Without skipping anything, transcribe the listing that follows.

◆ **Data to process**:
--

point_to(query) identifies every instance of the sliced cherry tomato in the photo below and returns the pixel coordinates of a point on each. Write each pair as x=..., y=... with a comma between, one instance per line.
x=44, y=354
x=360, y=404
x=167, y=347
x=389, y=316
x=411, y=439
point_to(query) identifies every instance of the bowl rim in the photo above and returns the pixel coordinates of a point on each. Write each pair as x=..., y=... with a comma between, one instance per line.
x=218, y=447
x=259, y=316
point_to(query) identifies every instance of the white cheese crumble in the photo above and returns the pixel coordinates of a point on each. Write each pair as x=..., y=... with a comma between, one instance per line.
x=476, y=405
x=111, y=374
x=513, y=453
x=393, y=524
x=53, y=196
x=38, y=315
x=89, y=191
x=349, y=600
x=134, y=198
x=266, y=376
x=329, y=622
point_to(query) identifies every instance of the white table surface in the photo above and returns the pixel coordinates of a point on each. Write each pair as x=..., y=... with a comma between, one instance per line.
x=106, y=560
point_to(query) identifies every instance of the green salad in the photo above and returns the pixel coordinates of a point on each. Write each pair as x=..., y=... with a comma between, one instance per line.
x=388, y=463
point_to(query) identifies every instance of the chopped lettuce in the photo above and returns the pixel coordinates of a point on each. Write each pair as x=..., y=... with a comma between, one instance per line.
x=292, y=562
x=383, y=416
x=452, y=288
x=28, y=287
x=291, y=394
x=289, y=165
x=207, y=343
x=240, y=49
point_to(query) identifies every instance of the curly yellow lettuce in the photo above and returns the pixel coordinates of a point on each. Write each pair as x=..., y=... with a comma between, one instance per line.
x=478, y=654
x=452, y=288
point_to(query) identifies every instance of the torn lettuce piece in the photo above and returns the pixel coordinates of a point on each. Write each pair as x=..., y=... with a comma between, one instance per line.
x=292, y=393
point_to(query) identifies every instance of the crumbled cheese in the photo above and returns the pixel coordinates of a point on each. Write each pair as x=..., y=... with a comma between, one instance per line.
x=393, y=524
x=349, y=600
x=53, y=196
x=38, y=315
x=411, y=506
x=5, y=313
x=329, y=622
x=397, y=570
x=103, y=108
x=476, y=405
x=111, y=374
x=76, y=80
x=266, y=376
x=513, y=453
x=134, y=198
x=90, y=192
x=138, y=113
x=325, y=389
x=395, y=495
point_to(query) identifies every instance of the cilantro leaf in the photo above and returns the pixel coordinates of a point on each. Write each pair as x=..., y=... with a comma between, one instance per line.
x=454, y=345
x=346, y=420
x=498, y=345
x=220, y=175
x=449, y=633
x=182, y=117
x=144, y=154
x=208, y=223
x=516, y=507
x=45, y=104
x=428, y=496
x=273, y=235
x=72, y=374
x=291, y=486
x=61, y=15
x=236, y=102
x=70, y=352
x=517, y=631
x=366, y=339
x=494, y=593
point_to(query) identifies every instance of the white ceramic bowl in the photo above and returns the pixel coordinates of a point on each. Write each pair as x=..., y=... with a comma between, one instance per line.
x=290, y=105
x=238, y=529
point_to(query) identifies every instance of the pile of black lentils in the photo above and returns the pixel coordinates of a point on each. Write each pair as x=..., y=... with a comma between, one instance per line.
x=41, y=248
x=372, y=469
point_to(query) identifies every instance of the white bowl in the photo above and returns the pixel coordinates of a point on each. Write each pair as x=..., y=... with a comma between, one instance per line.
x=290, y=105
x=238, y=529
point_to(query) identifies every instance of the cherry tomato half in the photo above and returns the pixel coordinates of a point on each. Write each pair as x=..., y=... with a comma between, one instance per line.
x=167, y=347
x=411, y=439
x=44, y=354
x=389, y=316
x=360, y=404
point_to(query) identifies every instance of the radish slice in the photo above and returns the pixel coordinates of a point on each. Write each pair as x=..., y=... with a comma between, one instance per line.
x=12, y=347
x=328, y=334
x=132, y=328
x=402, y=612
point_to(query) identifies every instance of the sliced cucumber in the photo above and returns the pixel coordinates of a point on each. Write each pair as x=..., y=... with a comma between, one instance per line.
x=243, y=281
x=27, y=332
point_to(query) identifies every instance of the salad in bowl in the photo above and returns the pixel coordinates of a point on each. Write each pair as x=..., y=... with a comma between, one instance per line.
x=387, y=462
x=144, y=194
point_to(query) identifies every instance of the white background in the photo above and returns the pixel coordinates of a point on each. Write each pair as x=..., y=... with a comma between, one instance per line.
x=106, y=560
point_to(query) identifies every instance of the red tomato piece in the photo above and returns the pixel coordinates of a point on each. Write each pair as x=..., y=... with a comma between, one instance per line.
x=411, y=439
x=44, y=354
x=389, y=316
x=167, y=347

--

◆ **Result of the task**:
point_to(query) identifies every instance of the sliced cherry tomato in the photo below and returns the pixel coordinates of a point on each. Write each pair as x=..., y=... with a comma between, one instance per line.
x=44, y=354
x=360, y=404
x=167, y=347
x=389, y=316
x=411, y=439
point_to(query) identifies every instance of the bowl rim in the photo above and returns the pixel coordinates of a point on each. Write each pair as x=..., y=... with a comma between, one instance per line.
x=218, y=447
x=259, y=316
point_to(query) identifies every instance of the white cheese crumble in the photo above and returns the pixel coordinates of a point on each. Write each pair as x=..., y=... with a comma between, one instance per line.
x=476, y=405
x=111, y=374
x=513, y=453
x=393, y=524
x=53, y=196
x=38, y=315
x=89, y=191
x=349, y=600
x=134, y=198
x=266, y=376
x=329, y=622
point_to(query) identifies every instance of the white table surface in the photo above and returns the pixel coordinates of a point on each. Write each pair as x=..., y=... with a comma between, one instance per line.
x=106, y=560
point_to(query) identifies every instance of the green salad in the photo above and returns the pixel coordinates of a point on each. Write each pair as x=..., y=... with a comma between, one instance per line.
x=388, y=463
point_to(query) identifies every instance of the chopped lettuce in the photo above and returns the pixel coordinates of a point on each. Write each pair as x=..., y=... with a comma between, one instance per line.
x=292, y=562
x=383, y=416
x=452, y=288
x=28, y=287
x=291, y=394
x=289, y=165
x=207, y=343
x=240, y=49
point_to(query) identifies every instance of the curly yellow lettuce in the photo above and returns the pixel coordinates of a point on each. Write each pair as x=..., y=... with a comma between, one instance per line.
x=478, y=654
x=452, y=288
point_to(query) identifies every instance of the torn lettuce piece in the photo above and returns the pixel coordinates of a point on each. Write each pair as x=..., y=... with a comma between, one instance per line.
x=292, y=393
point_to(query) identifies every instance of the crumbled cheese in the photo above and returns the pixel coordinates of a point on each. Write each pair as x=..., y=... with a comma between, one instance per line.
x=393, y=524
x=349, y=600
x=53, y=196
x=38, y=315
x=411, y=506
x=5, y=313
x=329, y=622
x=397, y=570
x=103, y=108
x=476, y=405
x=111, y=374
x=76, y=80
x=266, y=376
x=513, y=453
x=134, y=198
x=90, y=192
x=138, y=113
x=325, y=389
x=395, y=495
point_to(query) identifies every instance of the cilantro leaf in the photo above and returns the pixel coordinates of a point on each. Write each pair as x=..., y=... with a comma between, one instance per line.
x=454, y=345
x=346, y=420
x=498, y=345
x=220, y=175
x=449, y=633
x=182, y=117
x=144, y=154
x=208, y=223
x=516, y=507
x=45, y=104
x=428, y=496
x=273, y=235
x=72, y=374
x=291, y=486
x=61, y=15
x=236, y=102
x=70, y=352
x=517, y=631
x=366, y=339
x=494, y=593
point_to(query) identifies every instance of the white ceramic bowl in the photo above and returns the pixel coordinates of a point on each. Write each pair as x=..., y=... with a comma between, one instance per line.
x=290, y=105
x=238, y=529
point_to(query) identifies every instance of the pile of black lentils in the photo above and returns the pixel coordinates of a point on each. Write each pair as x=..., y=... with a comma between, one instance per line.
x=41, y=248
x=372, y=469
point_to(query) identifies every instance of the white bowl in the photo above and returns the pixel coordinates of a point on each. Write each pair as x=..., y=... with a comma between, one instance per line.
x=290, y=105
x=238, y=529
point_to(query) identifies every instance of the cherry tomato half in the photo above and returns the pixel coordinates of a point on each. Write each pair as x=..., y=... with a comma between, one instance per line.
x=167, y=347
x=411, y=439
x=44, y=354
x=389, y=316
x=360, y=404
point_to(query) identifies every instance of the radish slice in the photo above and returns the pixel coordinates of a point on each. Write each pair as x=..., y=... with a comma between, one instance per line.
x=12, y=347
x=328, y=334
x=132, y=328
x=402, y=612
point_to(query) identifies every instance of the sliced cucumber in the photo above and returns the pixel coordinates of a point on each. Write each pair as x=..., y=... with a comma between, one instance per line.
x=243, y=281
x=27, y=332
point_to(query) identifies every instance of the salad in bowl in the photo above and returns the pixel coordinates of a point on each. Write each pair as x=..., y=... with a comma between, one instance per line.
x=387, y=462
x=144, y=194
point_to(query) identifies every instance of the white background in the photo above and returns the pixel coordinates of a point on each. Write each pair as x=..., y=... with a comma between, one instance per line.
x=106, y=560
point_to(query) identifies every instance of the red tomato piece in the photo above and returns the pixel coordinates of a point on each. Write each pair as x=..., y=... with a comma between, one instance per line.
x=411, y=439
x=44, y=354
x=389, y=316
x=167, y=347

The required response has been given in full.